Task brief:
Write out the full listing again, exactly as it stands.

Data for this task:
* * *
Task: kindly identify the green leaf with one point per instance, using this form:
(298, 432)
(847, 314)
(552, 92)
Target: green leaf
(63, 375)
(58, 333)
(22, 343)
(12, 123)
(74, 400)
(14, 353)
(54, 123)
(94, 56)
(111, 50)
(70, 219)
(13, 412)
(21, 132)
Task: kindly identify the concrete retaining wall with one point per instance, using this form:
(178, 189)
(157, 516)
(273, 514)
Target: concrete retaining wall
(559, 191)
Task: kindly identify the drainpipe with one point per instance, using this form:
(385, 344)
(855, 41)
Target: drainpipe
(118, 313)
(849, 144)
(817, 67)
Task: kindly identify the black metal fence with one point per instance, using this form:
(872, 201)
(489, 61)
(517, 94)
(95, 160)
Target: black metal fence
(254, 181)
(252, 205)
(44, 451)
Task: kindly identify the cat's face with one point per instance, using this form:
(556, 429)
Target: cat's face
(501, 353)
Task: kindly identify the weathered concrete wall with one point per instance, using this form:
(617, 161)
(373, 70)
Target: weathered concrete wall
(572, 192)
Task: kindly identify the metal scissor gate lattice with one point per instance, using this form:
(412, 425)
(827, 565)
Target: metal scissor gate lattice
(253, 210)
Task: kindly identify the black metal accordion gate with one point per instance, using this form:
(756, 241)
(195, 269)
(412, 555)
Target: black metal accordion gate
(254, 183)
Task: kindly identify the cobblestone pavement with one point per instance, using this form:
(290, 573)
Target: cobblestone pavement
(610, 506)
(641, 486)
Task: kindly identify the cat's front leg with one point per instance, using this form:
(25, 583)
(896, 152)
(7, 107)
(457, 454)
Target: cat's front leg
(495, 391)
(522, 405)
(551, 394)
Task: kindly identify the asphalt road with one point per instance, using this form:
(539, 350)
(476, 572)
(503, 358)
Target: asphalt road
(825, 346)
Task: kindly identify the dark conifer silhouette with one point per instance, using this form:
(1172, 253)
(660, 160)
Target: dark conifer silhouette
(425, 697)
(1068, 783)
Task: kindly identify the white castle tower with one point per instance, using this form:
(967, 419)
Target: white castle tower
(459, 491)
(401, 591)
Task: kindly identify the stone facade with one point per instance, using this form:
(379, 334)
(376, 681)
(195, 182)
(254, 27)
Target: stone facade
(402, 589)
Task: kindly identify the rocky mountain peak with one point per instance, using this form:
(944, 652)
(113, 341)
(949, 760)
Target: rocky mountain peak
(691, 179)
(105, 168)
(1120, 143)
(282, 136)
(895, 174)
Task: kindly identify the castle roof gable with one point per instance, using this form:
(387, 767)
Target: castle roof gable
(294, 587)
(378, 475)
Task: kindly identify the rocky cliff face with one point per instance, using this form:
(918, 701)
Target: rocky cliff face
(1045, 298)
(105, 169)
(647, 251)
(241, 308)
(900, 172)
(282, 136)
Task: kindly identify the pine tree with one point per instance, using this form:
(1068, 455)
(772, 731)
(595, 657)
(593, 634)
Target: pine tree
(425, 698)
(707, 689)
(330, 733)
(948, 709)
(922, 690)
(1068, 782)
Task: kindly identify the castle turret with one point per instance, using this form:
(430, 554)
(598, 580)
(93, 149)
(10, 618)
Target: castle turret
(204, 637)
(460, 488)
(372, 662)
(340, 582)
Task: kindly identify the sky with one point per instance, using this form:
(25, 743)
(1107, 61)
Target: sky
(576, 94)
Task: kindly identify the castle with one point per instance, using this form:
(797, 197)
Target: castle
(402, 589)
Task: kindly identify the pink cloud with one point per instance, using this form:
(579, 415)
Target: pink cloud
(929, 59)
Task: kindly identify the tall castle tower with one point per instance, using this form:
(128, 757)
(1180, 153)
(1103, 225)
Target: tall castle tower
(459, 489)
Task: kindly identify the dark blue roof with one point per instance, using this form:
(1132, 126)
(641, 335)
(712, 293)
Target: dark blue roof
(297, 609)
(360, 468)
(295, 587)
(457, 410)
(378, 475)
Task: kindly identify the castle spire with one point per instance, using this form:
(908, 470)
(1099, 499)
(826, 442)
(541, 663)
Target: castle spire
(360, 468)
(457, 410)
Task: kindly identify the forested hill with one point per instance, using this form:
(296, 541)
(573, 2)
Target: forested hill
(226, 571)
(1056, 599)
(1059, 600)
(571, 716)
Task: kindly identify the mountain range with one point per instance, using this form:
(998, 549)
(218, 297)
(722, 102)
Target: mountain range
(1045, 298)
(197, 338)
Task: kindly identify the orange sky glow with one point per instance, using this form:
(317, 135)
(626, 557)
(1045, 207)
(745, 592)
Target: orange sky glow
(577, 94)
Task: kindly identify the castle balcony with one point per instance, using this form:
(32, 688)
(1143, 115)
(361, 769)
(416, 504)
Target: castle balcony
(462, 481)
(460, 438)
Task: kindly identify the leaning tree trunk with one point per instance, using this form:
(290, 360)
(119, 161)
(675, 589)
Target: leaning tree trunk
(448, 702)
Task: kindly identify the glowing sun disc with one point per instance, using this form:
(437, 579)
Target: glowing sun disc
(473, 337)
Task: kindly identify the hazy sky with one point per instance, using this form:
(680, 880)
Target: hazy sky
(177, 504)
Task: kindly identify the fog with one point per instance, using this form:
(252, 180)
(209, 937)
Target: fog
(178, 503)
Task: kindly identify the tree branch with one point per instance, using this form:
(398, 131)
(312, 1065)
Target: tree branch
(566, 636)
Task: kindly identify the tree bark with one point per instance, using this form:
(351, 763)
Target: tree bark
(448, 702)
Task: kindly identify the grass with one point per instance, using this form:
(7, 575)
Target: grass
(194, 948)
* * *
Solution for this exercise:
Task: kindly identify the green leaf with one point per instance, using this form:
(298, 432)
(847, 314)
(552, 92)
Target: green leaf
(63, 375)
(58, 333)
(22, 343)
(12, 123)
(74, 400)
(14, 353)
(54, 123)
(94, 56)
(111, 50)
(70, 219)
(13, 412)
(21, 132)
Task: kindly identify the concrete retaining wall with one point per instance, using this form:
(178, 189)
(157, 516)
(273, 514)
Target: concrete retaining wall
(559, 191)
Task: kindly identify the drainpipe with one point per instance, using this form:
(385, 344)
(855, 41)
Target: drainpipe
(118, 313)
(849, 144)
(817, 67)
Task: kindly identify the black metal fence with one point per instance, using this form:
(872, 201)
(489, 61)
(517, 94)
(95, 160)
Target: black metal fence
(254, 181)
(252, 205)
(44, 451)
Task: kindly identify the cat's face with one point per instance, using this form:
(556, 429)
Target: cat's face
(501, 353)
Task: kindly identify the weathered concrete wall with one point per instance, using this form:
(617, 161)
(373, 70)
Target: weathered concrete wall
(572, 192)
Task: kindly identify the metal scissor gate lattice with one point per instance, using this form:
(412, 425)
(827, 565)
Target: metal scissor gate lattice
(253, 210)
Task: kindly identify the black metal accordion gate with one point per instance, using this form:
(756, 241)
(195, 269)
(412, 555)
Target: black metal accordion gate
(254, 183)
Task: kindly identify the cobblestone pavement with one point per instance, using this form:
(290, 573)
Target: cobblestone pavement
(610, 506)
(641, 486)
Task: kindly identify the cat's front leg with one point per instance, using this form:
(25, 583)
(896, 152)
(7, 107)
(457, 454)
Target: cat's front leg
(495, 391)
(522, 405)
(551, 394)
Task: kindly identify the asphalt road with one point per instance, using this form:
(539, 350)
(476, 572)
(503, 358)
Target: asphalt road
(825, 346)
Task: kindly identify the dark conifer silhouette with one point per instance, using this form:
(1172, 253)
(660, 160)
Target: dark conifer silhouette
(425, 697)
(1068, 783)
Task: kindly identify the white castle tower with one point per instance, using this form:
(967, 419)
Target: white castle tower
(459, 491)
(401, 591)
Task: kindly identify the stone facade with one point per instance, using this form:
(379, 334)
(376, 681)
(195, 182)
(254, 27)
Target: stone facade
(402, 589)
Task: kindly identify the rocky mountain peak with one point per instance, using this form:
(944, 652)
(113, 341)
(949, 760)
Target: rocky mountain peak
(691, 179)
(105, 168)
(1120, 143)
(282, 136)
(895, 174)
Task: kindly identify the castle roof gable with one point per instance, using this form:
(387, 767)
Target: castle roof gable
(294, 587)
(378, 475)
Task: kindly identify the rocky cliff face with one point per instance, using this form:
(918, 701)
Target: rocky cliff face
(1045, 298)
(105, 169)
(647, 251)
(241, 308)
(900, 172)
(282, 136)
Task: kindly identify the pine tree with one point per instance, using this form:
(1068, 455)
(772, 731)
(595, 657)
(593, 634)
Target: pine tree
(425, 698)
(707, 689)
(330, 733)
(948, 709)
(922, 690)
(1068, 782)
Task: kindly identify the castle turret with one point per instance, using this form:
(430, 554)
(598, 580)
(93, 149)
(10, 618)
Target: castle turret
(204, 637)
(460, 488)
(372, 662)
(340, 582)
Task: kindly identify the sky with one point per instance, using this form:
(25, 743)
(1107, 61)
Target: sky
(576, 94)
Task: kindly identify the castle with one point per instance, using this form:
(797, 197)
Target: castle
(402, 589)
Task: kindly identify the pink cloud with one point per instance, using this form:
(579, 415)
Target: pink cloud
(929, 59)
Task: kindly identify the tall castle tower with one point per instance, using this form:
(128, 757)
(1180, 153)
(1103, 225)
Target: tall castle tower
(459, 489)
Task: kindly identify the dark blue roof with one point per instance, using this form:
(1132, 126)
(641, 335)
(712, 293)
Target: dark blue roof
(297, 609)
(360, 468)
(295, 587)
(457, 410)
(378, 475)
Task: kindly identify the castle spire with one point per instance, using this form:
(908, 470)
(1099, 499)
(826, 442)
(541, 663)
Target: castle spire
(360, 468)
(457, 410)
Task: kindly identify the forested hill with one point per instance, using this form:
(296, 541)
(573, 2)
Target: forested hill
(226, 571)
(1056, 599)
(1059, 600)
(571, 716)
Task: kindly identify the mountain range with one point per instance, using this form:
(998, 549)
(218, 297)
(722, 102)
Target: mountain range
(1045, 298)
(197, 338)
Task: kindly identify the orange sky glow with one point per instance, using this form:
(317, 135)
(626, 557)
(1045, 207)
(745, 592)
Target: orange sky glow
(577, 94)
Task: kindly identify the castle balcony with one point per instance, using this form:
(32, 688)
(1143, 115)
(361, 769)
(416, 504)
Target: castle balcony
(462, 481)
(460, 438)
Task: kindly identify the leaning tree trunk with one point per instance, using this form:
(290, 360)
(119, 161)
(675, 589)
Target: leaning tree trunk
(448, 702)
Task: kindly identify the glowing sun disc with one point per instance, using this form:
(437, 579)
Target: glowing sun disc
(473, 337)
Task: kindly identify the hazy sky with one point per instance, using this form:
(680, 880)
Target: hazy sky
(177, 504)
Task: kindly identify the fog with one point per instance, using this form:
(252, 180)
(209, 937)
Target: fog
(178, 503)
Task: kindly identify the tree branch with one point per instance, using this form:
(398, 131)
(312, 1065)
Target: tree branch
(566, 636)
Task: kindly identify the tree bark with one point per instance, using this form:
(351, 763)
Target: tree bark
(448, 702)
Task: kindly identify the grass with one point per instance, using this form:
(7, 575)
Target: grass
(194, 948)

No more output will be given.